Work instructions: Reproduce the note on pseudo-orthogonal matrices word for word, from its title to its final line.

Pseudo-Orthogonal Matrices
TODO: Add more interesting things about Pseudo-Orthogonal matrices, i.e., Nick Higham's blog post, etc.
Prof. Vandenberghe has a great set of additional exercies where I ran across the idea of an pseudo-orthogonal matrix, defined as follows. He first defines a signature matrix, a square matrix with diagonal elements are either \(+1\) or \(-1\). Then if \(S\) is a signature matrix, and \(A\) is a square matrix that satisfies:
$$
A^TSA = S
$$
then we say that \(A\) is pseudo-orthogonal with respect to \(S\). The exercise I'm referencing is exercise 6.11.
(a)
To show that
$$
A = S - \frac{2}{u^TSu} uu^T
$$
is pseudo-orthogonal, we have the following:
$$
\begin{aligned}
A^TSA &= \left(S - \frac{2}{u^TSu}uu^T \right)^T S \left(S - \frac{2}{u^TSu}uu^T\right) \\
&= \left(S^T - \frac{2}{u^TSu}uu^T \right) S \left(S - \frac{2}{u^TSu}uu^T \right) \ \text{(distributing transpose)} \\
&= \left(I - \frac{2}{u^TSu} uu^TS\right)\left(S - \frac{2}{u^TSu}uu^T\right) \ \text{(note: \(SS = I\))} \\
&= S - \frac{2}{u^TSu} uu^T - \frac{2}{u^T S u} S uu^T S + \frac{4}{(u^TSu)^2} u(u^TSu)u^T \ \text{(distributing)} \\
&= S - \frac{4}{u^TSu} uu^T + \frac{4}{u^TSu} uu^T \text{(since \(S\) is diagonal, can be moved anywhere as an operation)} \\
&= S
\end{aligned}
$$
as desired.
(b)

(Collected data)
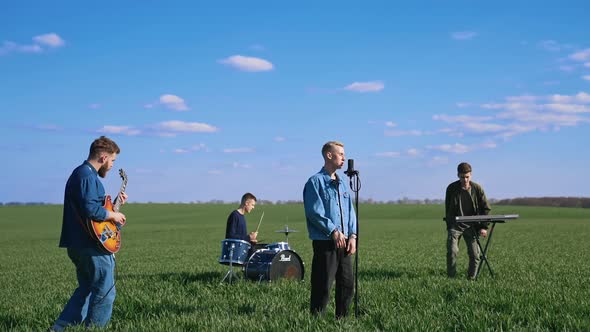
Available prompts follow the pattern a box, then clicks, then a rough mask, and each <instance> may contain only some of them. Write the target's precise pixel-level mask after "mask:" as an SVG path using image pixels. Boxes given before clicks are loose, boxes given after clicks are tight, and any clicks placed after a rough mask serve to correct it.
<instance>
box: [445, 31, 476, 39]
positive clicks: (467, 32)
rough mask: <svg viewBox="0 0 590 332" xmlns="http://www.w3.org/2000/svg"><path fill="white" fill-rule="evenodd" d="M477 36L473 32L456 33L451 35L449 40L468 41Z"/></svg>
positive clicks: (458, 32) (459, 31) (452, 33)
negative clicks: (450, 36)
mask: <svg viewBox="0 0 590 332" xmlns="http://www.w3.org/2000/svg"><path fill="white" fill-rule="evenodd" d="M476 36H477V32H475V31H457V32H453V33H452V34H451V38H453V39H455V40H470V39H473V38H475V37H476Z"/></svg>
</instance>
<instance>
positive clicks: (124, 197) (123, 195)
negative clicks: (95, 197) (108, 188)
mask: <svg viewBox="0 0 590 332" xmlns="http://www.w3.org/2000/svg"><path fill="white" fill-rule="evenodd" d="M127 197H128V196H127V194H126V193H124V192H120V193H119V196H118V197H117V199H118V200H119V201H120V202H121V204H125V202H127Z"/></svg>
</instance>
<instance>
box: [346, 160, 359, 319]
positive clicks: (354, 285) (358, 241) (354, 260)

The completed task:
Pseudo-Orthogonal Matrices
TODO: Add more interesting things about Pseudo-Orthogonal matrices, i.e., Nick Higham's blog post, etc.
Prof. Vandenberghe has a great set of additional exercies where I ran across the idea of an pseudo-orthogonal matrix, defined as follows. He first defines a signature matrix, a square matrix with diagonal elements are either \(+1\) or \(-1\). Then if \(S\) is a signature matrix, and \(A\) is a square matrix that satisfies:
$$
A^TSA = S
$$
then we say that \(A\) is pseudo-orthogonal with respect to \(S\). The exercise I'm referencing is exercise 6.11.
(a)
To show that
$$
A = S - \frac{2}{u^TSu} uu^T
$$
is pseudo-orthogonal, we have the following:
$$
\begin{aligned}
A^TSA &= \left(S - \frac{2}{u^TSu}uu^T \right)^T S \left(S - \frac{2}{u^TSu}uu^T\right) \\
&= \left(S^T - \frac{2}{u^TSu}uu^T \right) S \left(S - \frac{2}{u^TSu}uu^T \right) \ \text{(distributing transpose)} \\
&= \left(I - \frac{2}{u^TSu} uu^TS\right)\left(S - \frac{2}{u^TSu}uu^T\right) \ \text{(note: \(SS = I\))} \\
&= S - \frac{2}{u^TSu} uu^T - \frac{2}{u^T S u} S uu^T S + \frac{4}{(u^TSu)^2} u(u^TSu)u^T \ \text{(distributing)} \\
&= S - \frac{4}{u^TSu} uu^T + \frac{4}{u^TSu} uu^T \text{(since \(S\) is diagonal, can be moved anywhere as an operation)} \\
&= S
\end{aligned}
$$
as desired.
(b)